TASK TO CARRY OUT:
Line by line, reproduce exactly the beginning of the listing below, ending with the line that contains "written like (447,612)." and adding nothing.

BEGIN TASK MATERIAL

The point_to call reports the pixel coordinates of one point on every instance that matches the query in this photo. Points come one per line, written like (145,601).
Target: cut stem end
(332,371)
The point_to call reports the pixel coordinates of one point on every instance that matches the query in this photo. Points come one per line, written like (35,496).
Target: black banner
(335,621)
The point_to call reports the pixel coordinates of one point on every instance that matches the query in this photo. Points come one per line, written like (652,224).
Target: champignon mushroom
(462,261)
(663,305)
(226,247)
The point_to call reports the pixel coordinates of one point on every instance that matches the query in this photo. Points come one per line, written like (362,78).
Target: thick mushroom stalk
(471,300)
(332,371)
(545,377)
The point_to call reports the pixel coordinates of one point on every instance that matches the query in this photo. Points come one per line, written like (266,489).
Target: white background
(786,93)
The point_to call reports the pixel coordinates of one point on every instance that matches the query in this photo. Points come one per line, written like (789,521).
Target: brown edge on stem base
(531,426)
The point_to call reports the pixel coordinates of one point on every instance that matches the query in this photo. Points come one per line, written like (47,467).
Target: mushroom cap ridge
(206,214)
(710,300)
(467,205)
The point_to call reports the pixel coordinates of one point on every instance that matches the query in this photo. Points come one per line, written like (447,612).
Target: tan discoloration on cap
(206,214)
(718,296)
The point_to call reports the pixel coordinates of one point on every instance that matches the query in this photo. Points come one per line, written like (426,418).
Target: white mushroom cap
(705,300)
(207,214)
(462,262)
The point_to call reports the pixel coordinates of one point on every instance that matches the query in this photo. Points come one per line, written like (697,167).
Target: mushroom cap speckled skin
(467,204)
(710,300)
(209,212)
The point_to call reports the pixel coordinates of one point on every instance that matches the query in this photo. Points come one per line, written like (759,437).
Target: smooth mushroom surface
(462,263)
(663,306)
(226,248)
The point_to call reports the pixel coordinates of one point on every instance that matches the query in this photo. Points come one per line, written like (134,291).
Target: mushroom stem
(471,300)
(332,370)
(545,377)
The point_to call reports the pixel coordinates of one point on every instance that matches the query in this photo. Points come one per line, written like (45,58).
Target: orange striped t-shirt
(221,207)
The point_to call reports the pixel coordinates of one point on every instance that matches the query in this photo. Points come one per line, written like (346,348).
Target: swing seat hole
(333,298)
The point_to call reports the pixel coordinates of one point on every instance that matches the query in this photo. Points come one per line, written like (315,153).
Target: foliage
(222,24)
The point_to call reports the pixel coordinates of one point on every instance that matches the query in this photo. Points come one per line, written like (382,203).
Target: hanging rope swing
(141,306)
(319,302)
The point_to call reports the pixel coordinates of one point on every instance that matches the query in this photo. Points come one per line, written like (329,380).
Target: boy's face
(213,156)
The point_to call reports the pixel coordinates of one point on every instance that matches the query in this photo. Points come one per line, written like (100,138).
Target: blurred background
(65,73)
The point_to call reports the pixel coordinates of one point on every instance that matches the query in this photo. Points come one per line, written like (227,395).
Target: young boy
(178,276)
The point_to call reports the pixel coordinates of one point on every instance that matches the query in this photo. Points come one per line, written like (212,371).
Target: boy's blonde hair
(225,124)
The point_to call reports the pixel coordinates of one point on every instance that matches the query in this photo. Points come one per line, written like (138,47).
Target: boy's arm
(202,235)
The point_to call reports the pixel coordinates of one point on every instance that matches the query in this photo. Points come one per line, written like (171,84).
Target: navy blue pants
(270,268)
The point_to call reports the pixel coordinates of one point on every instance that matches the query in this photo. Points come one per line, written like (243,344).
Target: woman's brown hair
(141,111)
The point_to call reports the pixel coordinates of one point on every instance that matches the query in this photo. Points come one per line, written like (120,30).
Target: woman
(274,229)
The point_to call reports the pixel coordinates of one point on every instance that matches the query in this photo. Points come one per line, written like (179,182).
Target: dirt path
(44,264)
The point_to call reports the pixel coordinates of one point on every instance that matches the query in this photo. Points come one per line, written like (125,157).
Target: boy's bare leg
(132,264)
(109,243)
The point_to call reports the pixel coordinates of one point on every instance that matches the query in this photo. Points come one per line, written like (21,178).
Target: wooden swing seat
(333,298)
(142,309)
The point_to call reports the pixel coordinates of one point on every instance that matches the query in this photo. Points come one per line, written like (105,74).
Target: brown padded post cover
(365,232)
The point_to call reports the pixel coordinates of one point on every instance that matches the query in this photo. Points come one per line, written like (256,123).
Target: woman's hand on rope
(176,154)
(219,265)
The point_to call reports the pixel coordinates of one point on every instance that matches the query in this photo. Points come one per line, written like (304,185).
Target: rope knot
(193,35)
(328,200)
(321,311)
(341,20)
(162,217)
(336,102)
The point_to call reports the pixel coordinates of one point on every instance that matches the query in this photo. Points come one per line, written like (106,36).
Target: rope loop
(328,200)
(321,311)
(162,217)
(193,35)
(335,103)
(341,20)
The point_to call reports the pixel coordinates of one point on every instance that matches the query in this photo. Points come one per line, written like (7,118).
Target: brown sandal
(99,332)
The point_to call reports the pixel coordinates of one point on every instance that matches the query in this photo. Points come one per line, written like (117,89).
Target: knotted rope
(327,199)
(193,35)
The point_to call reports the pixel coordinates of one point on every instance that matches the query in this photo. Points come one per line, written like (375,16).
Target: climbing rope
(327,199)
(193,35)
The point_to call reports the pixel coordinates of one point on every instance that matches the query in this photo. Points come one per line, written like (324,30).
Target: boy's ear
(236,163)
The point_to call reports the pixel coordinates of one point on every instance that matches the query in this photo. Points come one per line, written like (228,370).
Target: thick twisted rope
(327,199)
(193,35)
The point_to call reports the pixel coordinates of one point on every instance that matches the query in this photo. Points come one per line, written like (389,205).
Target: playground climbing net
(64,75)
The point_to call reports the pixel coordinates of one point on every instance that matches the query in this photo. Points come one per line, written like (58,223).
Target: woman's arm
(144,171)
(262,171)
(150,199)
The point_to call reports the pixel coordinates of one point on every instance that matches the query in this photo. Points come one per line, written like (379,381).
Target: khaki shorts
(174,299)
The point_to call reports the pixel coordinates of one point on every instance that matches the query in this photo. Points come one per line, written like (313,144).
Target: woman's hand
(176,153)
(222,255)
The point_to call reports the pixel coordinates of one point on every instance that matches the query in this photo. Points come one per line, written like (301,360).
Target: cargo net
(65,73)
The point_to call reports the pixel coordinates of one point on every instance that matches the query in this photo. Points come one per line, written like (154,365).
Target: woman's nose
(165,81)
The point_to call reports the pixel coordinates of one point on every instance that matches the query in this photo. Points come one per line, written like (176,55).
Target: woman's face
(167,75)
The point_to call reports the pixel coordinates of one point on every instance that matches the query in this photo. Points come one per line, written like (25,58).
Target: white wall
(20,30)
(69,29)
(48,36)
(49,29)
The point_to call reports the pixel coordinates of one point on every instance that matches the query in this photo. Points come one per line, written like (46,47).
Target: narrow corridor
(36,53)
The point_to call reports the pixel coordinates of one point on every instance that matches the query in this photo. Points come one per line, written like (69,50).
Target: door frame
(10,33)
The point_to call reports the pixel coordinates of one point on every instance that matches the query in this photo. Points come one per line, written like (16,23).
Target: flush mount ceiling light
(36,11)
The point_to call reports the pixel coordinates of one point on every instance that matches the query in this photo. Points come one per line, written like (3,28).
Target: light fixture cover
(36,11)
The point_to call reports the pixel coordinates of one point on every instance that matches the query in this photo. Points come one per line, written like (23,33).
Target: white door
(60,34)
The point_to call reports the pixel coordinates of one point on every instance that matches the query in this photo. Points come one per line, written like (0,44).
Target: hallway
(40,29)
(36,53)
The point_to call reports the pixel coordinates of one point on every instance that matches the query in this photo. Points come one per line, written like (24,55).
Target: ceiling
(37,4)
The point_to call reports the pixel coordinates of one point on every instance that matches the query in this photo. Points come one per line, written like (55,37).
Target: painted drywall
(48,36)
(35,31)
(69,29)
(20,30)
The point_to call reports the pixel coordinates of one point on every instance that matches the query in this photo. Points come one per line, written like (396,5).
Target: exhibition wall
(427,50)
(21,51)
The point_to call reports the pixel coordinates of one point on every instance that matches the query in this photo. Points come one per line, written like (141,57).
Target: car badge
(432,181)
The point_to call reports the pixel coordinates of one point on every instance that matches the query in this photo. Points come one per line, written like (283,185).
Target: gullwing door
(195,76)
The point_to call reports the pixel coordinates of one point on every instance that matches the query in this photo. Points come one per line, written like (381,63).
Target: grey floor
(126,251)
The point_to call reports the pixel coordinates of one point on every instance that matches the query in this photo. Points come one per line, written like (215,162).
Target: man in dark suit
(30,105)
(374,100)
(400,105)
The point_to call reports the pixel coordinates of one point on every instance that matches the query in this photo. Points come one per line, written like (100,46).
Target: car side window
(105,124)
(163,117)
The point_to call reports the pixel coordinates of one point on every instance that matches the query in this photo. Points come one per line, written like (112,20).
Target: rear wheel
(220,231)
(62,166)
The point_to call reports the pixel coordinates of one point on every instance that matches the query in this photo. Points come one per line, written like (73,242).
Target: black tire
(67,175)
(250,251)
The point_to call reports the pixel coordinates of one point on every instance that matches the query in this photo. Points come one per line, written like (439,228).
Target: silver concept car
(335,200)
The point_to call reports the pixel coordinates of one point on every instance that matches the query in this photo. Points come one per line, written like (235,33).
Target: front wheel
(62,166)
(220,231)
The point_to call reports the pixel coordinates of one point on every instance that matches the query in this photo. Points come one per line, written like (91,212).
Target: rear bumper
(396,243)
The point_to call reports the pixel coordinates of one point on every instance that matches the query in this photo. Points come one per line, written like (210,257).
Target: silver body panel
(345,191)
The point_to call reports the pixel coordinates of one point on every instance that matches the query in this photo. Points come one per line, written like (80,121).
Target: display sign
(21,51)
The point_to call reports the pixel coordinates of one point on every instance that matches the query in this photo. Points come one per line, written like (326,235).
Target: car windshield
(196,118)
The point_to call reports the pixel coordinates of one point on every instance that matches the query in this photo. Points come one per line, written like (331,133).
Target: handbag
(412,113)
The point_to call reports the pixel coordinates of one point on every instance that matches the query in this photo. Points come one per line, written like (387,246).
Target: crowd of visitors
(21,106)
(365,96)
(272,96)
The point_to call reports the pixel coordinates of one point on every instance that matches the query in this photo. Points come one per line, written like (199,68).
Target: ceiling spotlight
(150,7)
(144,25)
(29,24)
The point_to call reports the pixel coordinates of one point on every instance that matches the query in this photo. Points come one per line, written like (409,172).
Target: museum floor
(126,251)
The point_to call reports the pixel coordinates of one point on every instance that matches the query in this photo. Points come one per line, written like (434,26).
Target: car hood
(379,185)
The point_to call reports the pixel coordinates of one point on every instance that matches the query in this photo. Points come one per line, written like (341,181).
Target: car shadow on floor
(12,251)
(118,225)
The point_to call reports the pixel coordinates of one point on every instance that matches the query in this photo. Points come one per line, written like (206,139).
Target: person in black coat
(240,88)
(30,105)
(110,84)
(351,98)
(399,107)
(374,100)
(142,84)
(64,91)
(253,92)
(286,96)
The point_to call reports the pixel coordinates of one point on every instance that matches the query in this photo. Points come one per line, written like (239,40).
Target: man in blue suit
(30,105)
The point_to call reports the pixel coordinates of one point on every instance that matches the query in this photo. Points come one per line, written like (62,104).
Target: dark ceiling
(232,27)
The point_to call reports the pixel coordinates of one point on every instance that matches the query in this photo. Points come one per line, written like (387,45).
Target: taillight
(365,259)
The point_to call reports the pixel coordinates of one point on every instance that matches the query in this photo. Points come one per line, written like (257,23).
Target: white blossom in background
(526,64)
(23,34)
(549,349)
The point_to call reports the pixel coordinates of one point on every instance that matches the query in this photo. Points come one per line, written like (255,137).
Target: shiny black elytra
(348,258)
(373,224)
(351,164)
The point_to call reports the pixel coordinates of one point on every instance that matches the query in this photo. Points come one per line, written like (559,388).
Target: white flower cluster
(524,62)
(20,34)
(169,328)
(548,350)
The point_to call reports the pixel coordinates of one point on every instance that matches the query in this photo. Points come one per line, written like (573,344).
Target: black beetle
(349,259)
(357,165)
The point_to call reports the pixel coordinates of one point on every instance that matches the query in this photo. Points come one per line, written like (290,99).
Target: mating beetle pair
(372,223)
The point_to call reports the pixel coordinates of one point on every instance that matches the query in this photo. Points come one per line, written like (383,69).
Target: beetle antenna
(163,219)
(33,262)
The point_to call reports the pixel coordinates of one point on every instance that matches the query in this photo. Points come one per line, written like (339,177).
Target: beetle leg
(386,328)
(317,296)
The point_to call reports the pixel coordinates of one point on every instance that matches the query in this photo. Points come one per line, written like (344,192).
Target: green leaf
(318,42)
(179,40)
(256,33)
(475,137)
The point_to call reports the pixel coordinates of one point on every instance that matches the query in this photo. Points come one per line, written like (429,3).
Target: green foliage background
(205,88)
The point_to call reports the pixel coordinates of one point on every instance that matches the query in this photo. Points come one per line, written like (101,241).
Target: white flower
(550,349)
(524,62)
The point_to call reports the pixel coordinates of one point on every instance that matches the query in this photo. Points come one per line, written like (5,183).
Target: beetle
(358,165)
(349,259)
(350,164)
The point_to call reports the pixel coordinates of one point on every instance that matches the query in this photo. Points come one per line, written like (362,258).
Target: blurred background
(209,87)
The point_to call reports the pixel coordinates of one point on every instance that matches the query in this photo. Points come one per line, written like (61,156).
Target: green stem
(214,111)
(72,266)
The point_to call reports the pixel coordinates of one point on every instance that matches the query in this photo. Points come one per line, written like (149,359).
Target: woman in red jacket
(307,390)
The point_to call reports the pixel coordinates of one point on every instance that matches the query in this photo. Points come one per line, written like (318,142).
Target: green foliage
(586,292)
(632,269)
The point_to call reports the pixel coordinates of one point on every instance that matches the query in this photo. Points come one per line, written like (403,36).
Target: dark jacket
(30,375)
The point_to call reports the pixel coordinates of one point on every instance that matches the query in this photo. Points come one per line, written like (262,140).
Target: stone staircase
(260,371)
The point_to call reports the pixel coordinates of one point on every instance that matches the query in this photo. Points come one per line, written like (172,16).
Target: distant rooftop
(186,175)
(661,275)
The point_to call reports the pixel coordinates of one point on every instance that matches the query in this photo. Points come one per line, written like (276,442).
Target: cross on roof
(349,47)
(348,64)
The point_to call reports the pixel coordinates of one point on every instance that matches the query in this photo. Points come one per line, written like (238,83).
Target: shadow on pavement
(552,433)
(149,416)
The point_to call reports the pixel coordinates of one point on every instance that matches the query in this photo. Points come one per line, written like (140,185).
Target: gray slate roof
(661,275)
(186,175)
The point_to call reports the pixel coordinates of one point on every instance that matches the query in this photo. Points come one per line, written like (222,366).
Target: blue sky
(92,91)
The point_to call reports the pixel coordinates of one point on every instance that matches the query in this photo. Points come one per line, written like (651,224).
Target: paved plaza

END TASK MATERIAL

WORKED SOLUTION:
The point_to call reports the pixel coordinates of one point on every instance that matches the query in this photo. Points come one per line, written like (145,601).
Target: cut stem end
(332,371)
The point_to call reports the pixel coordinates of one point on every instance that matches the query in this photo. Points come one per line, written like (35,496).
Target: black banner
(335,621)
The point_to call reports the pixel coordinates of one point on every instance that matches the query in this photo. Points come one per line, written like (652,224).
Target: champignon mushroom
(462,261)
(663,305)
(226,247)
The point_to call reports the pixel coordinates of one point on every instance that matches the query in this photo. Points come one per line, written like (362,78).
Target: thick mushroom stalk
(471,300)
(332,371)
(545,377)
The point_to call reports the pixel coordinates of one point on every instance that matches the query in this photo. Points come one per line, written like (266,489).
Target: white background
(786,93)
The point_to call reports the pixel coordinates of one point on every instance that matches the query in this photo. Points come one per line, written like (789,521).
Target: brown edge on stem base
(531,426)
The point_to call reports the pixel coordinates of one point on every instance that matches the query in this photo. Points come one per line, written like (47,467).
Target: mushroom cap ridge
(206,214)
(710,300)
(467,205)
The point_to call reports the pixel coordinates of one point on every instance that matches the query in this photo. Points come one per line, written like (447,612).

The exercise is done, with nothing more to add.